-- The exercise --
Reproduce the following lines word for word, changing nothing.

-- Material supplied --
• • • • •

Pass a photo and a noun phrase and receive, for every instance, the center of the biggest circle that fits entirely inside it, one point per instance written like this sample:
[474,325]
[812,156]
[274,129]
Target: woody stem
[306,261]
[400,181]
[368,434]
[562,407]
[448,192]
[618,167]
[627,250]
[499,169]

• • • • •

-- Task solution --
Pass a photo and a noun phrase and receive, for every instance, the center of the biggest circle that fits entirely inside it, one point per instance written like this sample:
[474,325]
[812,156]
[274,129]
Target: woody stem
[306,261]
[400,181]
[368,434]
[562,407]
[448,192]
[618,167]
[627,250]
[499,169]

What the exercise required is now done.